[Aufgabenstellung]
Welche Stellung hat Philipp Scheidemann im Betrieb von Gustav Mahler laut dem Text zur Weiterbeschäftigung Schwerbehinderter?

Frage:
Wenn ich schwerbehindert bin und meine Behinderung schreitet fort, so dass ich meine bisherige Arbeit nicht mehr verrichten
kann, muss mich dann der Arbeitgeber mit einer anderen Tätigkeit beschäftigen? Wenn ich einen Unfall erleide mit bleibenden Schädigungen, kann ich dann verlangen, dass ich im Betrieb umgesetzt werde auf einen
leidensgerechten Arbeitsplatz?
Kann der Arbeitgeber einwenden, dass er keine zumutbare und mögliche Beschäftigung im Betrieb besitzt? Muss er einen anderen Arbeitsplatz wegen mir freiräumen?
Der Fall:
Arbeitgeber Gustav Mahler beschäftigt im Maschinensaal den Vorarbeiter Philipp Scheidemann. Nachdem dieser seine revolutionäre Politikertätigkeit beendet hatte, fand er bei Mahler eine Anstellung. Wegen seines Rede-Talents muss er die Maschinenarbeiter beaufsichtigen und an ihren Arbeitsplätzen die Arbeit zuteilen.

[Datenauszug]
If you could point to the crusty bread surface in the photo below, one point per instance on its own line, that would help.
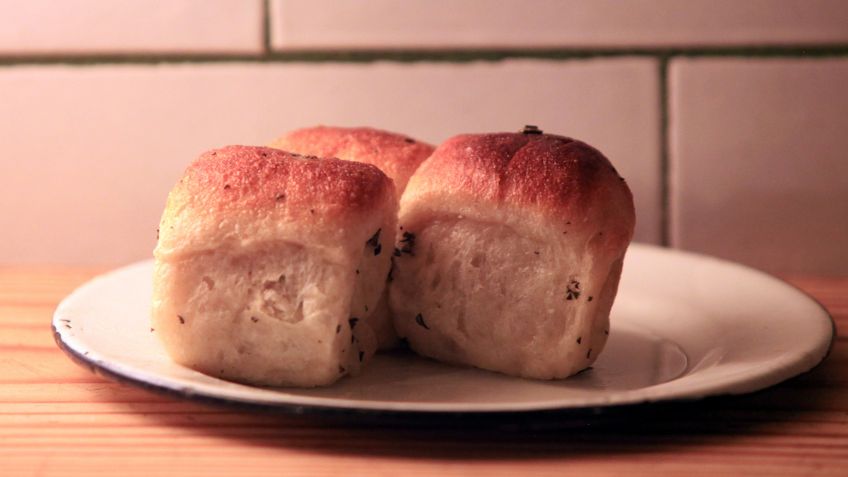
(510, 251)
(397, 155)
(269, 263)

[Ergebnis]
Er ist Vorarbeiter im Maschinensaal.